Exercise »
Restate the records so that not a single word differs.

*** Block opens ***

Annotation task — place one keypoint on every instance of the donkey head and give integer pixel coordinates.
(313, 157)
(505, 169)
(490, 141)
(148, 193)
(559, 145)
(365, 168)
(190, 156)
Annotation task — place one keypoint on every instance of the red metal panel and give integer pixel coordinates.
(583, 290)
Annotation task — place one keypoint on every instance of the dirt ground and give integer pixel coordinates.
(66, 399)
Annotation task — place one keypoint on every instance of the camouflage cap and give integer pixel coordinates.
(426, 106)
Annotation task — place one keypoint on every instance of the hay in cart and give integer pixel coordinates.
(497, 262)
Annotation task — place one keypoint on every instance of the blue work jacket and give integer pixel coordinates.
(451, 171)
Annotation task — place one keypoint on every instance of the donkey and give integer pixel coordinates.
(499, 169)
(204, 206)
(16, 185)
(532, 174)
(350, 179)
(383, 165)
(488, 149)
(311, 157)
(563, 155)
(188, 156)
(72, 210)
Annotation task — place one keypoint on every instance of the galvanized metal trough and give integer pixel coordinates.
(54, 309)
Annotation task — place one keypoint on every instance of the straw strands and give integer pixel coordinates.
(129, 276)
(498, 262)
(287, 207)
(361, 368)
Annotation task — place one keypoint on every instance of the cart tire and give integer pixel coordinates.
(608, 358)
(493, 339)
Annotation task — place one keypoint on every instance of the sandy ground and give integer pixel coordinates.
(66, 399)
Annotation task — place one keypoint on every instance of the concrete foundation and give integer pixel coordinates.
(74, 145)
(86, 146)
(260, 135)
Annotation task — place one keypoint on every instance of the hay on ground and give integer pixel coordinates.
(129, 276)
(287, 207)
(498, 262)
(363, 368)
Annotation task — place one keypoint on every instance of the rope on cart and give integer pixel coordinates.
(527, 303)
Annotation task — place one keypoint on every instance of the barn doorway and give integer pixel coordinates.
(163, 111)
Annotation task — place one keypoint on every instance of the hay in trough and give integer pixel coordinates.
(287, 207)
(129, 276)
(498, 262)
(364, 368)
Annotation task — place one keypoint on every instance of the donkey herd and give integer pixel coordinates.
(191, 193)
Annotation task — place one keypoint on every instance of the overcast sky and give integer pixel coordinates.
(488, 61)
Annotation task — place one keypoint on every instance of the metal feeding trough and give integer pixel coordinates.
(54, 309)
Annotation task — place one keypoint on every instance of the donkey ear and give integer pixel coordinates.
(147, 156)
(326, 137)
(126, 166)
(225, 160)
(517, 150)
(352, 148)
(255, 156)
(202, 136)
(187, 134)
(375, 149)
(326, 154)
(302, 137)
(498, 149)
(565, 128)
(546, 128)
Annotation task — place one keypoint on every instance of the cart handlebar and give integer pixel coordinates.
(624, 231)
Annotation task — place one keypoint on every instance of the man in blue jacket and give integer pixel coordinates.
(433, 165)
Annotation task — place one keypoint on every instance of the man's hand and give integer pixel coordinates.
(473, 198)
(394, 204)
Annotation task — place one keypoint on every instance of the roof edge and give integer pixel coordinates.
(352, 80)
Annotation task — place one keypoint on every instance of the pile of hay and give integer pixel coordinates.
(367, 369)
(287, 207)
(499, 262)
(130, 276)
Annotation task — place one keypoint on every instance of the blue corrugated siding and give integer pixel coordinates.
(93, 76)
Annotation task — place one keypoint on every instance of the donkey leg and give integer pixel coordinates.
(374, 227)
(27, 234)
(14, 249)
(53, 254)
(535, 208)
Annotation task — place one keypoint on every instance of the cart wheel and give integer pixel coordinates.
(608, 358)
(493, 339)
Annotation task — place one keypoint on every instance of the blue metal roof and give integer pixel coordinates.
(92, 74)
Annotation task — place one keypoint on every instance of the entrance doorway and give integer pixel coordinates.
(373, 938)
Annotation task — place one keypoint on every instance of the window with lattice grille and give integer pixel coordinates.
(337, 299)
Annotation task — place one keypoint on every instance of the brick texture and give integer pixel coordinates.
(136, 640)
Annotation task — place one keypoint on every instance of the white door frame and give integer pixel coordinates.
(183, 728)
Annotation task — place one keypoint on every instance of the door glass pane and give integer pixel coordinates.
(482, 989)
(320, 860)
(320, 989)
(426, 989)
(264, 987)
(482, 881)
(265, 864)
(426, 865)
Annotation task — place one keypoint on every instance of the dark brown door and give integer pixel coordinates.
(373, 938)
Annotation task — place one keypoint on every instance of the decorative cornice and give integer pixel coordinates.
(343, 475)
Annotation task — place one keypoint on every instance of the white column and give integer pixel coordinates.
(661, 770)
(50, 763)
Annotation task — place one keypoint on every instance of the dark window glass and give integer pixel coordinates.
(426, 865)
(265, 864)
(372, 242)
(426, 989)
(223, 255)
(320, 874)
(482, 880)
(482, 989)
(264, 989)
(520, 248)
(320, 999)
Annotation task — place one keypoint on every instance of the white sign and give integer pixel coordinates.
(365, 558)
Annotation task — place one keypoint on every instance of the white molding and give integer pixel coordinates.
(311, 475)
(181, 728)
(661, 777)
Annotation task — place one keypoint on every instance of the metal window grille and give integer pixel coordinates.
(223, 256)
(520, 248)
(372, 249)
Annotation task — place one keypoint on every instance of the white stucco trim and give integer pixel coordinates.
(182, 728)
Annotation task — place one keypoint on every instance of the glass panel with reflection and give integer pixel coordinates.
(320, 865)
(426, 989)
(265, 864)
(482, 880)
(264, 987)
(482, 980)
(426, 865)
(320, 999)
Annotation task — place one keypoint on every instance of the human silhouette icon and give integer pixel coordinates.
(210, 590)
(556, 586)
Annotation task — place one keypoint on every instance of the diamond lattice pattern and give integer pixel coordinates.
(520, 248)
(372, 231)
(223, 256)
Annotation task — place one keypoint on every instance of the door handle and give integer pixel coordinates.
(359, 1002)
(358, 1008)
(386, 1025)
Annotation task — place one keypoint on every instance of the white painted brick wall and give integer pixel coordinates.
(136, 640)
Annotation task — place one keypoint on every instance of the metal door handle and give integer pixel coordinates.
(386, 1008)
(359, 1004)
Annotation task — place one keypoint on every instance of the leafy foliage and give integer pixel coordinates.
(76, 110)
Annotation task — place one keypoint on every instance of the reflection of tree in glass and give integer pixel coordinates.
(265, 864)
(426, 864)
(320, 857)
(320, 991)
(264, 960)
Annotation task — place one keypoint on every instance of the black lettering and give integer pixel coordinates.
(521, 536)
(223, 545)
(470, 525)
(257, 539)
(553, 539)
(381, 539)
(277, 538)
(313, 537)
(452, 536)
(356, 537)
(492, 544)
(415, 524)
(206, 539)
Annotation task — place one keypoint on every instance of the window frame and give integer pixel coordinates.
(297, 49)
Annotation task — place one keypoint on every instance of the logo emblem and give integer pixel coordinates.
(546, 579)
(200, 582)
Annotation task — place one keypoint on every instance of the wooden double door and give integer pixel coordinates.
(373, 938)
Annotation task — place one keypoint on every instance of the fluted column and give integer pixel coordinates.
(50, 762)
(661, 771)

*** Block closes ***

Problem solution »
Annotation task — place one keypoint on every instance of the donkey head and give integer pixel coordinates.
(313, 157)
(505, 169)
(490, 141)
(148, 193)
(559, 145)
(365, 168)
(190, 156)
Annotation task — place one keypoint on every instance of the red metal panel and give integer pixel coordinates.
(583, 290)
Annotation task — place one keypoint on every instance of the dirt ground and give integer pixel coordinates.
(66, 399)
Annotation task — place one keypoint on every instance of the camouflage cap and give integer pixel coordinates.
(426, 106)
Annotation task — place one keypoint on every instance of the hay in cart and give integer pixel coordinates.
(497, 262)
Annotation task — place one keypoint on every instance of the blue work jacket and give integer pixel coordinates.
(451, 171)
Annotation task — place one keypoint on every instance of the donkey and give integer pixel coordinates.
(499, 169)
(204, 206)
(16, 185)
(532, 174)
(350, 179)
(383, 165)
(488, 149)
(311, 157)
(563, 155)
(188, 156)
(72, 210)
Annotation task — place one keypoint on every instance of the galvanized metal trough and give integer pixel coordinates.
(54, 309)
Annotation task — place one keypoint on every instance of the straw strands and give integer pixel coordinates.
(129, 276)
(498, 262)
(287, 207)
(361, 368)
Annotation task — place one keypoint on every instance of the cart tire and give integer pixel coordinates.
(608, 358)
(493, 339)
Annotation task — place one keypoint on every instance of the sandy ground and give integer pixel coordinates.
(66, 399)
Annotation task — place one keypoint on every instance of the concrete foundation and give integer pixel coordinates.
(74, 145)
(86, 146)
(260, 135)
Annotation task — place one keypoint on every instance of the hay on ground and give integer pixel coordinates.
(129, 276)
(287, 207)
(498, 262)
(363, 368)
Annotation task — place one keypoint on every instance of the rope on cart and give integer pixel coordinates.
(527, 303)
Annotation task — place one keypoint on every instance of the barn doorway and give integer pixel coordinates.
(163, 111)
Annotation task — place one keypoint on every instance of the hay in trough and give integer pixel coordinates.
(287, 207)
(129, 276)
(498, 262)
(364, 368)
Annotation task — place one keypoint on every instance of the donkey herd and give integer pixel coordinates.
(191, 193)
Annotation task — place one keypoint on every instance of the overcast sky and give integer pixel coordinates.
(488, 61)
Annotation task — place one keypoint on every instance of the metal feeding trough and give integer pixel coordinates.
(54, 309)
Annotation task — place one keypoint on every instance of the donkey ear and give integer pixel coordinates.
(147, 156)
(326, 137)
(126, 166)
(225, 160)
(517, 150)
(352, 148)
(255, 156)
(202, 136)
(187, 134)
(375, 149)
(326, 154)
(302, 137)
(498, 149)
(565, 128)
(546, 128)
Annotation task — place one keypoint on every instance of the cart handlebar and give integer pixel coordinates.
(624, 231)
Annotation task — place one keypoint on every instance of the man in blue jacket and give integer pixel coordinates.
(433, 165)
Annotation task — place one keypoint on every instance of the man's hand and give integer pixel coordinates.
(473, 198)
(394, 204)
Annotation task — place one keypoint on every instance of the roof edge and give integer pixel coordinates.
(352, 80)
Annotation task — place one keypoint on every instance of the pile of hay and give integer pixel coordinates.
(367, 369)
(287, 207)
(499, 262)
(130, 276)
Annotation task — place one keypoint on every instance of the blue corrugated siding and give integer pixel coordinates.
(93, 76)
Annotation task — place one keypoint on every instance of the donkey leg and give integer pixel coordinates.
(374, 227)
(27, 234)
(14, 249)
(53, 254)
(535, 208)
Annotation task — place one keypoint on every instance of the cart wheel and give integer pixel coordinates.
(608, 358)
(493, 339)
Annotation task — place one keypoint on every instance of the blue metal roof and give integer pixel coordinates.
(92, 74)
Annotation task — place one keypoint on every instance of the entrance doorway and give integer pixel coordinates.
(373, 938)
Annotation task — place one keypoint on every instance of the window with lattice grille and give integer pixel coordinates.
(337, 299)
Annotation task — place one keypoint on every instance of the brick texture and give integer pixel coordinates.
(136, 640)
Annotation task — place one keypoint on every instance of the white door frame and give integer pixel coordinates.
(183, 728)
Annotation task — place one keypoint on every instance of the door glass pane and give integer pixel coordinates.
(482, 989)
(320, 860)
(320, 989)
(426, 989)
(264, 987)
(482, 881)
(265, 864)
(426, 865)
Annotation task — place one keypoint on every instance of the dark brown door and give integer pixel coordinates.
(373, 938)
Annotation task — place one keypoint on every instance of the decorative cornice and give integer pixel coordinates.
(343, 475)
Annotation task — place one keypoint on every instance of the white column and give integer pixel coordinates.
(661, 770)
(50, 763)
Annotation task — place one keypoint on every instance of the dark window glass and give integer pixel coordinates.
(426, 865)
(265, 864)
(372, 242)
(426, 989)
(223, 255)
(320, 874)
(482, 880)
(482, 989)
(264, 989)
(520, 248)
(320, 999)
Annotation task — place one keypoint on every instance of the white sign and give integer pixel coordinates.
(365, 558)
Annotation task — place one keypoint on every instance of the white molding and give integer pixel coordinates.
(311, 475)
(181, 728)
(661, 777)
Annotation task — place one keypoint on every instance of the metal window grille and give integer pixel coordinates.
(223, 256)
(520, 248)
(372, 249)
Annotation task — place one keypoint on every instance of the white stucco trim and give integer pixel coordinates.
(182, 728)
Annotation task — place one keypoint on every instance of the glass panel with reflection and give integer pixel coordinates.
(320, 865)
(426, 989)
(265, 864)
(482, 880)
(264, 987)
(482, 980)
(426, 865)
(320, 999)
Annotation task — place one keypoint on every instance of the human silhouette icon and give integer pixel coordinates.
(210, 590)
(556, 586)
Annotation task — place one keypoint on every instance of the diamond lattice pattern and give integer pixel coordinates.
(520, 248)
(372, 231)
(223, 256)
Annotation task — place one keypoint on every instance of the door handle and give integer pixel coordinates.
(359, 1002)
(358, 1008)
(386, 1025)
Annotation task — place one keypoint on every instance of the white painted brick wall and give integer pixel coordinates.
(136, 640)
Annotation task — place one keypoint on every instance of the metal door handle and give integer pixel coordinates.
(386, 1008)
(359, 1004)
Annotation task — place one keypoint on every instance of the leafy foliage and give integer pixel coordinates.
(76, 110)
Annotation task — place one keypoint on every instance of the reflection of tree in glass and give integer pixel coordinates.
(265, 864)
(426, 864)
(320, 857)
(320, 991)
(264, 960)
Annotation task — place one keypoint on every instance of the black lettering and give integer pixel coordinates.
(521, 536)
(223, 545)
(470, 525)
(257, 539)
(553, 539)
(381, 539)
(277, 538)
(313, 537)
(452, 536)
(356, 537)
(492, 544)
(415, 524)
(206, 539)
Annotation task — place one keypoint on every instance of the window frame and give integer pixel coordinates.
(297, 49)
Annotation task — place one keypoint on every instance of the logo emblem and give integer pixel coordinates.
(546, 579)
(200, 582)
Annotation task — place one keypoint on every instance of the wooden double door and give integer pixel coordinates.
(373, 938)
Annotation task — place one keypoint on every instance of the fluted column and give integer pixel coordinates.
(50, 762)
(661, 771)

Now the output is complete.